Por Larissa Garcia e Alex Ribeiro — De Brasília e São Paulo
28/06/2023 05h03 Atualizado há 5 horas
Na ata de sua última reunião, divulgada ontem, o Comitê de Política Monetária (Copom) do Banco Central suavizou o discurso conservador e indicou que há chance de começar a cortar a taxa básica de juros (Selic) já em agosto se o cenário continuar melhorando. O documento trouxe uma divergência entre os membros do colegiado sobre a comunicação dos próximos passos e detalhou que a maioria via condições de iniciar um “processo parcimonioso” de flexibilização no seu próximo encontro, mas uma minoria achou que ainda era cedo para qualquer sinalização.
Ao discutir os pontos que podem ajudar os juros a cair, o comitê faz uma referência indireta à decisão sobre a meta de inflação de 2026 a ser definida pelo Conselho Monetário Nacional (CMN) em reunião amanhã. A ata diz que “decisões que induzam à reancoragem das expectativas e que elevem a confiança nas metas de inflação contribuiriam para um processo desinflacionário mais célere e menos custoso”.
O Copom tem indicado que a incerteza sobre as metas é um dos fatores que contribuíram para a desancoragem das expectativas de inflação de longo prazo. O mercado passou a ter maiores dúvidas sobre a manutenção da meta no percentual atual, de 3% com tolerância de 1,5 ponto percentual, para 2026 e anos anteriores, depois de críticas do presidente Luiz Inácio Lula da Silva (PT) no início deste ano, quando disse que considerava algo próximo de 4,5% mais adequado.
Para o Copom, ‘flexibilizações prematuras podem ensejar reacelerações’ do processo inflacionário
Segundo dados do boletim Focus, as expectativas ficaram estacionadas em 4% para 2025 e 2026 durante um tempo, percentual que era aposta da maioria dos analistas para o novo patamar do objetivo a ser perseguido pelo BC, mas voltaram a cair nas últimas semanas com novas sinalizações da equipe econômica de que a meta seria mantida em 3%.
++++++++++++++++++++
Objetivo da tarefa - Prossiga a reportagem sobre a ata do Copom a partir da última frase apresentada.

Informações fornecidas -
++++++++++++++++++++
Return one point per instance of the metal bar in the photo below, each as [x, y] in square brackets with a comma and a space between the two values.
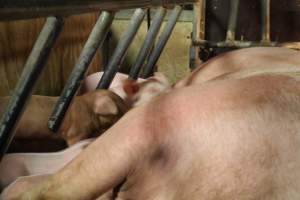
[266, 20]
[162, 41]
[234, 11]
[121, 49]
[197, 33]
[239, 44]
[21, 9]
[148, 43]
[33, 68]
[94, 41]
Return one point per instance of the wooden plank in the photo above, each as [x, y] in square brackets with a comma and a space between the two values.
[21, 9]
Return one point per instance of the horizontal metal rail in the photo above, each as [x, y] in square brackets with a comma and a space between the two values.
[33, 68]
[238, 44]
[21, 9]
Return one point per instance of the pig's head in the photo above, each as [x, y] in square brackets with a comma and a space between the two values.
[139, 93]
[91, 114]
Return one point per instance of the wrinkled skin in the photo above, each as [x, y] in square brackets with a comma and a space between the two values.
[258, 57]
[241, 141]
[90, 113]
[236, 137]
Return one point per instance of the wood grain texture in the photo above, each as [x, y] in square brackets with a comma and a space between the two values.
[17, 39]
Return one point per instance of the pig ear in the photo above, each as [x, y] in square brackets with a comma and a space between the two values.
[130, 87]
[105, 105]
[161, 78]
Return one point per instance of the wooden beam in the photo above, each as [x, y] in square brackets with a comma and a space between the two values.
[22, 9]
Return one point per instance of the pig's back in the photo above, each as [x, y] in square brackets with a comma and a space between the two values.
[264, 57]
[245, 148]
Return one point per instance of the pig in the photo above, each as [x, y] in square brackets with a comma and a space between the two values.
[92, 112]
[241, 141]
[96, 111]
[16, 165]
[134, 93]
[264, 57]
++++++++++++++++++++
Resposta ao exercício -
Embora tenha havido divergência quanto à indicação dos próximos movimentos de política monetária, o documento afirma que os diretores “foram unânimes” em concordar que os passos futuros vão depender da evolução da dinâmica inflacionária e repetiu que olha de perto os componentes de preços mais sensíveis aos juros, que são medidos pelos núcleos, as expectativas de maior prazo, suas próprias projeções, além do hiato do produto (medida de ociosidade da economia) e do balanço de riscos para a inflação.
“O comitê unanimemente avalia que flexibilizações do grau de aperto monetário exigem confiança na trajetória do processo de desinflação, uma vez que flexibilizações prematuras podem ensejar reacelerações do processo inflacionário e, consequentemente, levar a uma reversão do próprio processo de relaxamento monetário. A materialização desse tipo de cenário pode impactar negativamente não apenas a credibilidade da política monetária, mas também as condições financeiras”, diz a ata.
Por outro lado, o BC elevou sua estimativa para a taxa neutra real de juros – aquela que nem acelera nem contrai a economia e mantém a inflação estável- de 4% ao ano para 4,5%. Isso significa que, para desaquecer a economia e reduzir a inflação, seria necessária uma dose maior de juros que a projetada anteriormente.
“Os membros avaliaram os diferentes fatores que justificam uma elevação e convergiram na conclusão de que houve uma elevação da taxa neutra. Dentre os fatores citados que apoiam a elevação da taxa neutra, citou-se uma possível elevação das taxas de juros neutras nas principais economias, a resiliência na atividade brasileira concomitante a um processo desinflacionário lento, assim como a análise de modelos auxiliares que incorporam diferentes metodologias”, justificou o Copom.
A discussão sobre o nível de juro neutro já havia sido levantada em comunicados anteriores, mas só agora a autoridade monetária decidiu elevar o percentual utilizado em seus cenários. Apesar de ter indicado possível queda de juros em agosto, a ata mantém um tom sóbrio, repetindo que o contexto requer “parcimônia e cautela” duas vezes. Também assinala que a conjuntura é “marcada por expectativas desancoradas para prazos mais longos e caracterizada por um estágio do processo desinflacionário que tende a ser mais lento”.
Sobre o quadro fiscal, o colegiado afirmou que a apresentação e a tramitação do arcabouço fiscal “reduziram substancialmente a incerteza em torno do risco fiscal”, mas que “permanecem desafios” para o cumprimento das metas estipuladas para o resultado primário.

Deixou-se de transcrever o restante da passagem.